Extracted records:
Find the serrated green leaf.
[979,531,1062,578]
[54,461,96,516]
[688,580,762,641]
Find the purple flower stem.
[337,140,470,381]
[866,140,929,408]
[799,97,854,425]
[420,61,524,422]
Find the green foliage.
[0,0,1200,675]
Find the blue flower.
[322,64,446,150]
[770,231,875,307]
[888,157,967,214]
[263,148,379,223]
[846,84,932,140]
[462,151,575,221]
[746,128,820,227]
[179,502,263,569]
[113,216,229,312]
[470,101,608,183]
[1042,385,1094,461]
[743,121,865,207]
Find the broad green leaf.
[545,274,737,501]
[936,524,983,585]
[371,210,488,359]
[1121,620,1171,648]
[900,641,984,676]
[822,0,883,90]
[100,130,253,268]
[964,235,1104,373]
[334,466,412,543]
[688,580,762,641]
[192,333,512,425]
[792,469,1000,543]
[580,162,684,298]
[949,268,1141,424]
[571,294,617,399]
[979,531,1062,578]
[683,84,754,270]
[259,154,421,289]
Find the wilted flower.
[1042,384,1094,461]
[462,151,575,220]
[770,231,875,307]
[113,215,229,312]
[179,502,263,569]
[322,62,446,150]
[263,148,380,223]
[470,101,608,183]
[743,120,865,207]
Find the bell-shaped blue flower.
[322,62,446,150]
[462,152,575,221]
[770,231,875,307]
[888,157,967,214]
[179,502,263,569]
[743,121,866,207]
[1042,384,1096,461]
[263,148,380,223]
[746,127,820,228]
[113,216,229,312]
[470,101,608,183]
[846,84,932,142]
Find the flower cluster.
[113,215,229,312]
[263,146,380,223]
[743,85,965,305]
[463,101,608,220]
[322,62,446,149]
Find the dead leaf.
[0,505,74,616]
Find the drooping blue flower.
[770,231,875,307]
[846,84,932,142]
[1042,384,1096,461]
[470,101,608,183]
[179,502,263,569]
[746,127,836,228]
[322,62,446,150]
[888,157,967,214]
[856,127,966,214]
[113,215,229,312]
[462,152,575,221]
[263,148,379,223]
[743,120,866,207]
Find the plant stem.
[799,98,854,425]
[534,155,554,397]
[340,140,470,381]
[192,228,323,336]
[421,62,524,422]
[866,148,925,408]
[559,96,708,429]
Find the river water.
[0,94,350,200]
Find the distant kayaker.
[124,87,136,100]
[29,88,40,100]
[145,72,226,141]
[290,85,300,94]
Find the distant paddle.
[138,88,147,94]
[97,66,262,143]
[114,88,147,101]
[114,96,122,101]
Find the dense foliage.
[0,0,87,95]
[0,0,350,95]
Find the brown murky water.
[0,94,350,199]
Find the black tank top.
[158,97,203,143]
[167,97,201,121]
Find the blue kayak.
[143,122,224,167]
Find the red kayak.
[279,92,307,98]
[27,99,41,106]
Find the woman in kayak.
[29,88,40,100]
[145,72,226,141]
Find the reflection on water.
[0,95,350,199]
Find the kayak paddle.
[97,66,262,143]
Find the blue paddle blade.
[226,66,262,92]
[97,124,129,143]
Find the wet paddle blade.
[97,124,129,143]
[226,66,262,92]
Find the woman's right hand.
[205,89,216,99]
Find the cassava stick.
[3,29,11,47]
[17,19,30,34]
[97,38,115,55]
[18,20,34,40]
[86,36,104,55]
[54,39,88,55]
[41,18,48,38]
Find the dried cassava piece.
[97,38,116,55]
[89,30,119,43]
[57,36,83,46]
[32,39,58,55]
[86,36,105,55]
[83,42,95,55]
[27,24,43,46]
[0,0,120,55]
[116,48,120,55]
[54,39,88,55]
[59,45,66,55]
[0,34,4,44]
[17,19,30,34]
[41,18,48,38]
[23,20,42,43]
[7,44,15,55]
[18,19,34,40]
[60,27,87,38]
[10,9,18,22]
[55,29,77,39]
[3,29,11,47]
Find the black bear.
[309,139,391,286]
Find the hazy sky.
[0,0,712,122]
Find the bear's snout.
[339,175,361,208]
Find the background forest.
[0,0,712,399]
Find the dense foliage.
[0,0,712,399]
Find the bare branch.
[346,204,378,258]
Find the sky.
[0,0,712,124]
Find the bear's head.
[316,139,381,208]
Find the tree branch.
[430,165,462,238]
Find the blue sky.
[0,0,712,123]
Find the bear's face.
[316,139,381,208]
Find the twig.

WHAT IS ASKED:
Retype all of the records above line for line, without changing anything.

RESULT OF THE EXERCISE:
Find the serrated green leaf.
[979,531,1062,578]
[54,461,96,516]
[688,580,762,641]
Find the purple flower stem.
[337,140,470,381]
[866,140,929,408]
[799,97,854,425]
[420,61,524,422]
Find the green foliage.
[0,0,1200,675]
Find the blue flower.
[322,64,446,150]
[770,231,875,307]
[888,157,967,214]
[263,148,379,223]
[846,84,932,140]
[462,151,575,221]
[746,128,820,227]
[179,502,263,569]
[113,216,229,312]
[470,101,608,183]
[1042,385,1094,461]
[743,121,865,207]
Find the broad green leaf.
[545,274,737,501]
[936,524,983,585]
[371,210,488,359]
[1121,620,1171,648]
[900,641,984,676]
[822,0,883,90]
[100,130,253,268]
[964,235,1104,373]
[334,466,412,543]
[688,580,762,641]
[192,333,512,425]
[792,469,1000,543]
[580,162,684,298]
[949,268,1141,424]
[571,294,617,399]
[979,531,1062,578]
[683,84,754,270]
[259,154,421,289]
Find the wilted flower.
[1042,384,1094,461]
[462,151,575,220]
[770,231,875,307]
[113,215,229,312]
[179,502,263,569]
[322,62,446,150]
[263,148,380,223]
[470,101,608,183]
[743,120,865,207]
Find the bell-shaped blue flower.
[322,62,446,150]
[462,152,575,221]
[770,231,875,307]
[888,157,967,214]
[179,502,263,569]
[743,121,866,207]
[1042,384,1096,461]
[263,148,380,223]
[746,127,820,228]
[113,216,229,312]
[470,101,608,183]
[846,84,932,142]
Find the flower cluster.
[113,215,229,312]
[263,146,380,223]
[743,85,965,305]
[463,101,608,220]
[322,62,446,149]
Find the dead leaf.
[0,505,74,616]
Find the drooping blue flower.
[770,231,875,307]
[846,84,932,142]
[1042,384,1096,461]
[470,101,608,183]
[179,502,263,569]
[746,127,836,228]
[322,62,446,150]
[888,157,967,214]
[856,127,966,214]
[113,215,229,312]
[462,152,575,221]
[263,148,379,223]
[743,120,866,207]
Find the plant stem.
[799,98,854,425]
[534,155,554,397]
[340,140,470,381]
[192,228,323,336]
[421,62,524,422]
[866,148,925,408]
[559,96,708,429]
Find the river water.
[0,94,350,200]
Find the distant kayaker.
[124,87,136,100]
[29,88,40,100]
[145,72,226,141]
[290,85,300,94]
Find the distant paddle.
[138,88,147,94]
[97,66,262,143]
[114,88,147,101]
[114,96,122,101]
Find the dense foliage.
[0,0,87,95]
[0,0,350,95]
Find the brown murky water.
[0,94,350,199]
Find the black tank top.
[158,97,203,143]
[167,97,201,121]
Find the blue kayak.
[143,122,224,167]
Find the red kayak.
[279,92,307,98]
[27,99,41,106]
Find the woman in kayak.
[29,88,40,100]
[145,72,226,141]
Find the reflection on water.
[0,95,350,199]
Find the kayak paddle.
[97,66,262,143]
Find the blue paddle blade.
[226,66,262,92]
[97,124,129,143]
Find the wet paddle blade.
[97,124,129,143]
[226,66,262,92]
Find the woman's right hand.
[205,89,216,99]
Find the cassava stick.
[3,29,11,47]
[17,19,30,34]
[97,38,115,55]
[18,20,34,40]
[86,36,104,55]
[54,39,88,55]
[41,18,48,38]
Find the dried cassava piece.
[97,38,116,55]
[89,30,119,43]
[57,36,83,46]
[32,39,58,55]
[86,36,105,55]
[83,42,95,55]
[27,24,43,46]
[0,0,120,55]
[116,48,120,55]
[54,39,88,55]
[59,45,66,55]
[0,34,4,44]
[17,19,30,34]
[41,18,48,38]
[23,20,42,43]
[7,44,15,55]
[18,19,34,40]
[60,27,87,38]
[10,9,18,22]
[55,29,77,39]
[3,29,11,47]
Find the black bear.
[309,139,391,286]
Find the hazy sky.
[0,0,712,122]
Find the bear's snout.
[339,175,361,208]
Find the background forest.
[0,0,712,399]
Find the dense foliage.
[0,0,712,399]
Find the bare branch.
[346,204,378,258]
Find the sky.
[0,0,712,124]
Find the bear's head.
[316,139,381,208]
Find the tree branch.
[430,165,462,238]
Find the blue sky.
[0,0,712,123]
Find the bear's face.
[316,139,381,208]
Find the twig.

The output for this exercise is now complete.